(Records)
::::::::::

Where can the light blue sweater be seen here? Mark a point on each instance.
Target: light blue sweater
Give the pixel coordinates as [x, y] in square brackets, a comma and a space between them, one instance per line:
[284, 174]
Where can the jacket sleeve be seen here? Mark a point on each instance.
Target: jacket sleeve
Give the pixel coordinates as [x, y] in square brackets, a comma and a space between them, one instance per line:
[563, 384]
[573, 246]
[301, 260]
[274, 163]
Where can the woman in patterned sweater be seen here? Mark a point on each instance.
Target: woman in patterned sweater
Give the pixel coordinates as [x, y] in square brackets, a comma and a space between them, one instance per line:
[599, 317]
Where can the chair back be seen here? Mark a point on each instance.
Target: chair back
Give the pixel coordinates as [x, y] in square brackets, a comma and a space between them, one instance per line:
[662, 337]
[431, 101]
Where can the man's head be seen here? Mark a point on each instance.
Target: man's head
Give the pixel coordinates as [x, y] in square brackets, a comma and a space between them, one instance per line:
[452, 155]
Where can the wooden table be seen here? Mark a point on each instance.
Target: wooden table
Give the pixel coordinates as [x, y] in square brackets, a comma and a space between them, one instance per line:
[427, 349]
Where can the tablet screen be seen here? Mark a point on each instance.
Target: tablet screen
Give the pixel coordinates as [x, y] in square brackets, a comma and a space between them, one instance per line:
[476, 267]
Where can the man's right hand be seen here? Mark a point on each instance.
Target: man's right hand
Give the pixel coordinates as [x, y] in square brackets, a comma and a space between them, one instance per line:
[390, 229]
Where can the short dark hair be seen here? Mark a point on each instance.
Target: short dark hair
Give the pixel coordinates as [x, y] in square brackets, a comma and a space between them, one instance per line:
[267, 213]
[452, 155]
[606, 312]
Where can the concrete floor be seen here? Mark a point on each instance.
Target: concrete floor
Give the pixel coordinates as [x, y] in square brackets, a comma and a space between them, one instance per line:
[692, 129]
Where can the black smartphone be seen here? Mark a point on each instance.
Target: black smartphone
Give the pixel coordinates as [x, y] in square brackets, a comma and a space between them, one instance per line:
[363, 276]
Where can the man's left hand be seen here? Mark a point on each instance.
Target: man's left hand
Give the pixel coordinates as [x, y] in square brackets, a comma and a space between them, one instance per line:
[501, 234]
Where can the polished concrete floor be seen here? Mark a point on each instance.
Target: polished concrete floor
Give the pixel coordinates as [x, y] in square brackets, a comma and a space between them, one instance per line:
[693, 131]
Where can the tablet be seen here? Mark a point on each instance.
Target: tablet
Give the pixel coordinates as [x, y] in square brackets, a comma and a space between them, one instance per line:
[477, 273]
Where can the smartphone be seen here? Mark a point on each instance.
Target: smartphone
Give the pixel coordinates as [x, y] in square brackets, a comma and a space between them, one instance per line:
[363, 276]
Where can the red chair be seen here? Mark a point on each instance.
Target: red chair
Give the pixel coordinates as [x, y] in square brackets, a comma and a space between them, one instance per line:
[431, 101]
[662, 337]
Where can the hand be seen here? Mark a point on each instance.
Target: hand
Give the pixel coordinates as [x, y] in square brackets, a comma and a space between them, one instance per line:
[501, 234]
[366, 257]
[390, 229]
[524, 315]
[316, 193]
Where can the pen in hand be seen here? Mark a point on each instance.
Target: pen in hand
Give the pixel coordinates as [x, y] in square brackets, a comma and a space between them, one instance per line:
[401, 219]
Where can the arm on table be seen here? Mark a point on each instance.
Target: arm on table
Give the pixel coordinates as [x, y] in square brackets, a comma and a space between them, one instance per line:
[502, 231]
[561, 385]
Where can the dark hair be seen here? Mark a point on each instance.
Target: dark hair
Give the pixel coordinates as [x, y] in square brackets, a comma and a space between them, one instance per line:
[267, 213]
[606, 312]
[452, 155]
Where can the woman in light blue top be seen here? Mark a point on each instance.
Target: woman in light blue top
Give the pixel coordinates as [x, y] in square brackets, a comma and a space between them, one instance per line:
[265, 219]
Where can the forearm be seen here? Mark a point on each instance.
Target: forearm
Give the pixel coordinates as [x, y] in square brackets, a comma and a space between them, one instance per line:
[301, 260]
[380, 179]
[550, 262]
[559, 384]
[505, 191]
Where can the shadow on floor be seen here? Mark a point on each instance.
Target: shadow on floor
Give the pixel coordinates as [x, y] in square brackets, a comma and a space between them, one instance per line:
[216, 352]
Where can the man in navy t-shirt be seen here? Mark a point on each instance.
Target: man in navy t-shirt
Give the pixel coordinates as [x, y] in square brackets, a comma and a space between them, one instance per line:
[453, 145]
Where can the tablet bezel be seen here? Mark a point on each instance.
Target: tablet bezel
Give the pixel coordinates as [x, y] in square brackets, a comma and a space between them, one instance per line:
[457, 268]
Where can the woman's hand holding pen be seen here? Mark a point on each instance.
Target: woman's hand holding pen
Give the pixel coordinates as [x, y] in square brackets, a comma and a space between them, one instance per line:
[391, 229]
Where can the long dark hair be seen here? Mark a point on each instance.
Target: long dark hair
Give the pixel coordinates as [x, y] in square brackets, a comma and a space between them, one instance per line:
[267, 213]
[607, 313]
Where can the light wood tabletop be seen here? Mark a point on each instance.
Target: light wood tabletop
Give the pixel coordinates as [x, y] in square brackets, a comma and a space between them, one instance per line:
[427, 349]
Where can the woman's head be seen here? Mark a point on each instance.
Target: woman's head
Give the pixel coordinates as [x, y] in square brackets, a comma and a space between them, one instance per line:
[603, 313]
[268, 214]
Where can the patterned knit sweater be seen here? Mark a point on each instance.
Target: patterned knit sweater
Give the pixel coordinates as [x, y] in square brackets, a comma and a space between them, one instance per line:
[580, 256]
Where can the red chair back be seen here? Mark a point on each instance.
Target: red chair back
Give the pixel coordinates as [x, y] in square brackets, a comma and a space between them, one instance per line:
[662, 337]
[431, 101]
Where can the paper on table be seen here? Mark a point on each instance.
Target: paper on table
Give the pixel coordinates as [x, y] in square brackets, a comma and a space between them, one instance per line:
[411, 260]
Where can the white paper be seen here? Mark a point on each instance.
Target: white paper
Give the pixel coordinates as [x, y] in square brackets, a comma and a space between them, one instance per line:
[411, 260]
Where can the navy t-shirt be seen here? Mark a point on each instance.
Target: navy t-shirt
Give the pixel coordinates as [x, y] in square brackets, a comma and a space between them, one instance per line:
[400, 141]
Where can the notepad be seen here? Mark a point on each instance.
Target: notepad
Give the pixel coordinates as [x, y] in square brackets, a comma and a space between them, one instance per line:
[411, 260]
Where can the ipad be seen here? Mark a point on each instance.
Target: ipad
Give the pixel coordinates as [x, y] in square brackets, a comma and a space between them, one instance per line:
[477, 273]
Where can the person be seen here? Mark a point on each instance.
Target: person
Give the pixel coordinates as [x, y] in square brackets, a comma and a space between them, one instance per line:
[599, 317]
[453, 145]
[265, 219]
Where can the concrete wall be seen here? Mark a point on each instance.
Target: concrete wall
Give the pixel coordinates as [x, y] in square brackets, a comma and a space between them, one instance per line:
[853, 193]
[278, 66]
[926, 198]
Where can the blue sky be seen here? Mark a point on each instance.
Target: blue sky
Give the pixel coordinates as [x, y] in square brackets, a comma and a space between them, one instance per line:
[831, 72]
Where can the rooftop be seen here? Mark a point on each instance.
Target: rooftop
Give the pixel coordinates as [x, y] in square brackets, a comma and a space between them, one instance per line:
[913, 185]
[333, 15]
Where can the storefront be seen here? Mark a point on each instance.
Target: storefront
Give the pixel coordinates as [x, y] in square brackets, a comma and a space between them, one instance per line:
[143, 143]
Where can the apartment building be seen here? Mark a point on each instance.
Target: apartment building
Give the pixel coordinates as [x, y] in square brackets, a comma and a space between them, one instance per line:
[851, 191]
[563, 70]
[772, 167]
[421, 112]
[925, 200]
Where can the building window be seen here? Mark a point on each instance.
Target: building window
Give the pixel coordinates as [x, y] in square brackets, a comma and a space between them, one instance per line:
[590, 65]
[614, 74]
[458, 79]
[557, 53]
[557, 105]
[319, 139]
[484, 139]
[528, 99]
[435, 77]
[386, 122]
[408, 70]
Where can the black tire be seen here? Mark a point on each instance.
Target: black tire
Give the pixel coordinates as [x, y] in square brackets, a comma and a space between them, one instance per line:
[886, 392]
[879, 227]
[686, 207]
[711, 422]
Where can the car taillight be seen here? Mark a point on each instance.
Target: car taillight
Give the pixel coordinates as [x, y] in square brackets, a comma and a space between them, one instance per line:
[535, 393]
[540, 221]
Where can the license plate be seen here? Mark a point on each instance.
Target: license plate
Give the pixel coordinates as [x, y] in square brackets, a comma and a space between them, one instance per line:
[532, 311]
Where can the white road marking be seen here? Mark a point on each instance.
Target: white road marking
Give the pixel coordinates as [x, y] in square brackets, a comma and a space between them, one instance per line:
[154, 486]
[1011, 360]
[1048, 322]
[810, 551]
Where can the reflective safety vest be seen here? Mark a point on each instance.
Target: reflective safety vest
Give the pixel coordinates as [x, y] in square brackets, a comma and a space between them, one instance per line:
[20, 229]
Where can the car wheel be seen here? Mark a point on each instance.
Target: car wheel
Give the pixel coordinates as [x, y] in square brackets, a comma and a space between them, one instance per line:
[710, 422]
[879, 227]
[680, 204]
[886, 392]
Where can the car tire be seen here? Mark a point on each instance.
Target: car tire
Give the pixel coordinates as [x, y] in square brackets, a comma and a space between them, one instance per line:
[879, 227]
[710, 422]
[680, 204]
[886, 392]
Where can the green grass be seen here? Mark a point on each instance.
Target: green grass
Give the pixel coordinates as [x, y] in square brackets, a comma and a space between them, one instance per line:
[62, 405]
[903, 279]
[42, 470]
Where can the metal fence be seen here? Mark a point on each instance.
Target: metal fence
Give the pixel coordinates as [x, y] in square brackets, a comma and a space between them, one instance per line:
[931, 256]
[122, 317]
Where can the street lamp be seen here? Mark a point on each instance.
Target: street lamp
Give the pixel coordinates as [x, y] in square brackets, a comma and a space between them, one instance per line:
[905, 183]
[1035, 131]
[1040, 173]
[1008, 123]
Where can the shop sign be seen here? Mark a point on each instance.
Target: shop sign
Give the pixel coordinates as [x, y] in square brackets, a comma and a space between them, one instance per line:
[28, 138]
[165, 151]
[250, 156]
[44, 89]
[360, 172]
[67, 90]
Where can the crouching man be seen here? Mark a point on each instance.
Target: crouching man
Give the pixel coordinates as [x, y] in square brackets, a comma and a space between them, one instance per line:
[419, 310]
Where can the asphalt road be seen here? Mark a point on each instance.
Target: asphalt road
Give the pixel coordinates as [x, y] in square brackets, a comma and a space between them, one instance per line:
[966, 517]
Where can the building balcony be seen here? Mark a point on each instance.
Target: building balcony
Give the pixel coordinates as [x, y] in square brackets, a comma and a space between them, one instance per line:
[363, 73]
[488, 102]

::::::::::

#### [What is required]
Reproduce exactly the lines from the one containing "Where can the street" through the last line of the records above, including both, and nothing else.

#### [Output of the exercise]
Where can the street lamp be seen here? Mark a point on each instance.
Target: street lamp
Give the pixel coordinates as [x, y] in square brackets, a comma and a space between them, one instance per line:
[905, 183]
[1035, 131]
[1040, 173]
[1008, 123]
Where can the shop sign be seen here? Mark a point on each instance.
Target: shop sign
Give the pixel coordinates as [x, y] in square brackets, a comma and a space between them, one instance per line:
[28, 138]
[165, 151]
[250, 156]
[44, 89]
[360, 172]
[67, 90]
Where can the crouching man be seen here? Mark a point on each instance.
Target: crouching man
Give the pixel coordinates as [x, y] in square brackets, a comma and a space between them, one instance per line:
[419, 310]
Where can the asphalt road be seen here? Mark a point on each instance.
Target: asphalt road
Give the pixel coordinates as [x, y] in square brackets, a comma and a space between them, one instance per line:
[966, 517]
Where can the building balcony be seen here? Mark a point on each instance.
Target: building balcony
Give the pixel coordinates as [x, y] in square brackets, a comma and a space between them, one instance per line:
[363, 73]
[488, 102]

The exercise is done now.